* **Source document**:
-*-

Home>Highlight>The O’Toole Chronicles: Senator Loretta Weinberg – Your Impact Will Never be Forgotten

U.S. Senator Cory Booker, left, campaigns in 2009 with Senate Majority Leader Loretta Weinberg, President Barack Obama and Gov. Jon Corzine. (Photo: Corzine/Weinberg '09.

The O’Toole Chronicles: Senator Loretta Weinberg – Your Impact Will Never be Forgotten

By Kevin O'Toole, January 07 2022 6:50 pm

This column originally appeared on January 16, 2021.  

In recent months, we have all followed the whispers and rumors about the Senate Majority Leader retiring from elective politics. Well, sometimes a Trenton rumor actually comes true.

I have always maintained, and written on multiple occasions, that in politics you need to know when it is time to move on. Apparently, for Senator Weinberg, that time is now.

I am not going to run down the laundry list of legislative successes, or major public policy accomplishments, of Senator Weinberg. I leave that for others. I just want to wish the Majority Leader well and congratulate her for being a role model for us all.

Majority Leader Loretta Weinberg—job well done!!

We spent nearly a decade together in the Senate, and I served on a few committees with the Majority Leader. I recall a time or two (or 150) that I battled with Senator Weinberg on the Senate floor, in the Senate Judiciary Committee, and of course, during the Committee to review Bridgegate. More times than not, I was opposing her motions, bills, or politics. I learned quickly that Senator Weinberg was not easily trifled with. While often an adversary, I found Senator Weinberg to be fair, decent, well versed on issues, and open to conversation.

I do recall on the Oversight Committee in 2014, when subpoenaed documents were leaked to the press, the Senator scolded a member of her own party (think Assemblyman from Sayreville) for such a blatant breach.

-*-

* **Data extracts**:
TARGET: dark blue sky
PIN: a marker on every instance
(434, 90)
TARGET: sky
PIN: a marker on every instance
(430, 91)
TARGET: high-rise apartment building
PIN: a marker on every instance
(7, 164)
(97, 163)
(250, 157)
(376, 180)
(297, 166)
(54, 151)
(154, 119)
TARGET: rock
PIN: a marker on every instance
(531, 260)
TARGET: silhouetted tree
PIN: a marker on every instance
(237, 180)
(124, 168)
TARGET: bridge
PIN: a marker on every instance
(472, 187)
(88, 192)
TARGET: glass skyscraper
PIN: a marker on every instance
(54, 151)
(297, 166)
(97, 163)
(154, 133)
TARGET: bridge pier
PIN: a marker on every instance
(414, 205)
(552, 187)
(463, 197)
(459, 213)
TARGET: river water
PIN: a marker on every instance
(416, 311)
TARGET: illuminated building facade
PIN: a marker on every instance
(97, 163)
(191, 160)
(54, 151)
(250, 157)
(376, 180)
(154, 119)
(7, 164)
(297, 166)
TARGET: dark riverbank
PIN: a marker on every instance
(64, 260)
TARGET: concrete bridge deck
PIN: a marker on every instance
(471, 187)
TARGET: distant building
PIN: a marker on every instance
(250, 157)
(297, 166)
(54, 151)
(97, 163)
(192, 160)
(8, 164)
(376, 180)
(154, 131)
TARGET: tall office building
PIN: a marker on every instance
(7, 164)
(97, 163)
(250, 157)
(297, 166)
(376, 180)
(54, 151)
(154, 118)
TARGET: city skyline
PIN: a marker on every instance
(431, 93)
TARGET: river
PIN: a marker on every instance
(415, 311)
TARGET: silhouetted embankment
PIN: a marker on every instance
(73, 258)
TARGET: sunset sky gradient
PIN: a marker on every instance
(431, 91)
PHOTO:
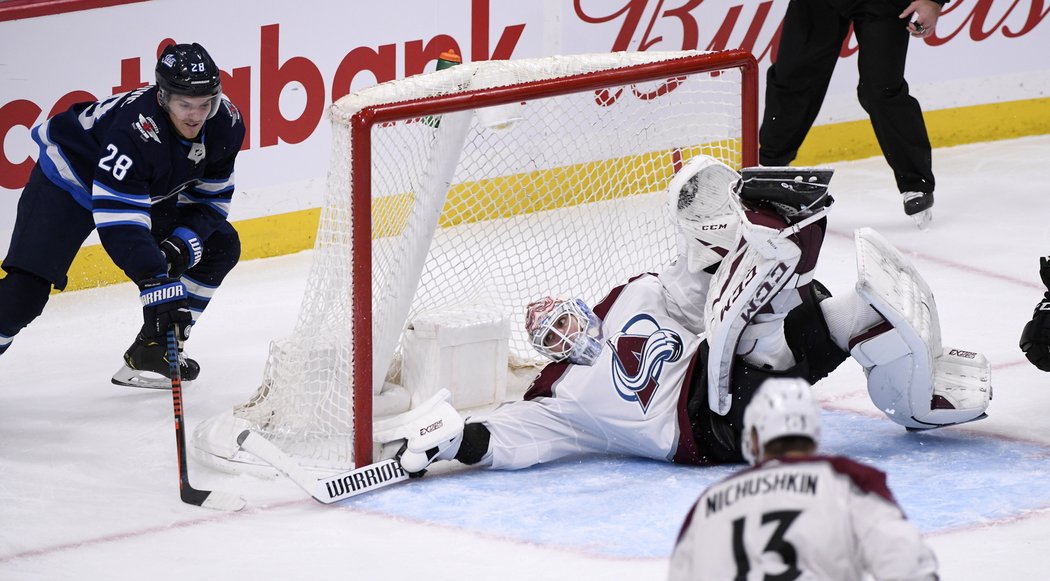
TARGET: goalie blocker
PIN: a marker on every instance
(910, 376)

-*-

* **Brief 1**: In the column about Senator Loretta Weinberg, on what date did the column originally appear?
* **Brief 2**: Continue the column about Senator Loretta Weinberg from the point where it stops.

* **Task response 1**: January 16, 2021

* **Task response 2**:
Loretta was an unabashedly proud Democrat who tried to move the rest of us as far to the left as possible – not an easy thing to do. She worked the media and her caucus and paved the way for a better New Jersey, sometimes light years ahead of the rest of us.

Senator Weinberg was a serious and accomplished advocate. I can honestly say that Senator Weinberg was the most politically savvy (don’t buy that grandmotherly routine), brilliant, strategic, media conscience legislator that I met in my 22 years in the Legislature.

Although I would have never predicated it, especially given our contentious decade-long relationship, Loretta and I came together as I was leaving the Senate. Following a tough grilling about my intentions to serve on the Port Authority, we have worked extraordinarily closely on many transportation issues. Loretta is the main reason that the Bus Terminal is a priority at the Port and is being rebuilt.

I know that I can say with certainty that this will NOT be the last we hear of Loretta Weinberg. Someone who has devoted the majority of their adult life to serve the public, doesn’t just disappear – that’s not in Loretta’s DNA, and we will all be better off because of it.

Loretta, I just want to thank you for your amazing and unparalleled public service. You have served as a phenomenal role model for current members of the legislature, future generations of leaders, and to my daughter and women like her.